_Requirements_
(a) From the Vircadia C++ SDK issue thread, list each section heading in digisomni's opening comment that has no colon at the end of its line.
(b) Continue the Vircadia C++ SDK issue thread from its last line, in the same commenter's voice.
* BEGIN Text provided *
Closed digisomni closed 1 year ago

digisomni commented 3 years ago

Overview

This is the first project in a series of projects to bootstrap the Vircadia C++ SDK and its future ecosystem. It also serves to solve some core issues.

Considerations

Possible Candidates: Renderer Only

To be considered, the library must be well supported by multiple contributors.

Possible Candidates: Engine + Renderer

Shader Standard

A primary shader editor and implementation needs to be selected. This will serve as the master and all other implementations of Vircadia will have this master translated for them.

Platforms we intend to support for our own Interfaces as well as for creating SDKs for others to use:

Possible masters:

Questions

odysseus654 commented 3 years ago

Okay, I've been asked why my initial reaction to using IPC to communicate between the rendering engine and the rest of the system has been rather negative. I'm hoping that this doesn't turn into "get off my lawn", but here goes.

Our platform is currently split up into multiple pieces (on the server side) and a unified whole on the client side. These pieces are split up by their function and communicate with each other using (at minimum) IPC; they can be moved to different machines and still function about the same.

Most of what I'm going to say below this point is speculation based on my not diving very deeply into any of the technologies involved, but then again that seems to be the problem; the discussions we're having are focused on design decisions based on something I haven't heard anyone yet having in-depth knowledge to making an informed decision as to whether it would work for us (my missing today's meeting probably doesn't help here though).

The systems we seem to be discussing here seem to fall into two camps:

So, where does the IPC discussion come in with all this?
* END Text provided *
* BEGIN Given data *
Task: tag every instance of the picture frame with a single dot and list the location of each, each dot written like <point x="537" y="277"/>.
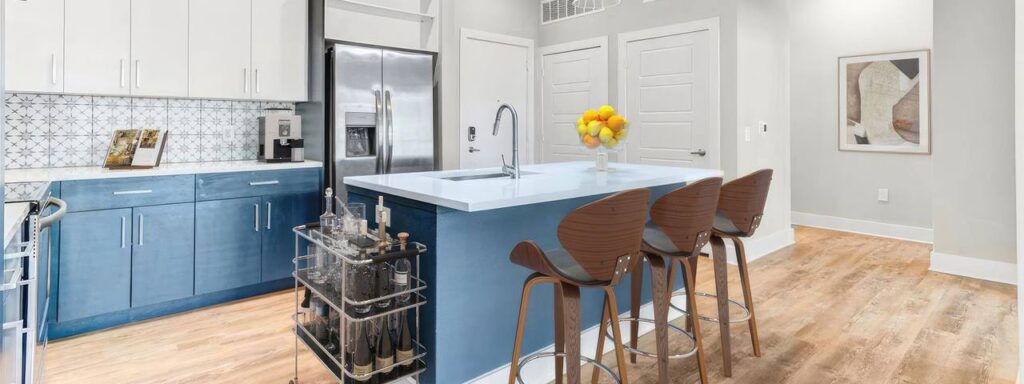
* END Given data *
_Answers to each task_
(a)
Overview
Considerations
Possible Candidates: Renderer Only
Possible Candidates: Engine + Renderer
Shader Standard
Questions

(b)
If we're discussing IPC with regard to a gaming engine well then yah, we'll likely need to use IPC (if we're even able to) because they control the gaming process and would never permit themselves be treated as just a lowly library. The trick is whether we can convince them to do something different from what they were designed to do, to handle low-level commands from us, in such as way that we can have a world from two different engines look anywhere similar, and do it in such a way that it doesn't break on the next version. I have very low hopes of being able to integrate gaming engines into our platform with much degree of success and am concerned that if this is our path we may quickly disappear as a project.

If we're discussing IPC with regard to a rendering engine then I would ask what the purpose of IPC is here. The rendering pathway feels to me like the part of the program that we need to optimize the most, keeping latency low and bandwidth high; sticking an IPC barrier here feels like the opposite of what we should be doing. No matter what approach we use IPC is going to be slower than a function call; the fastest method (shared memory) is fairly high bandwidth but is a passive approach that requires a lot of signaling that needs to be found or created through some other means.

I guess the question I would ask is why are we discussing IPC, and are we doing so for the "right reasons"? If it's because it's the best answer to a difficult solution (see "game engine" above) well then it sounds like something we need to do to get something working. If it's so we can work more independently then... we have a plugin system, let's use it or improve it please?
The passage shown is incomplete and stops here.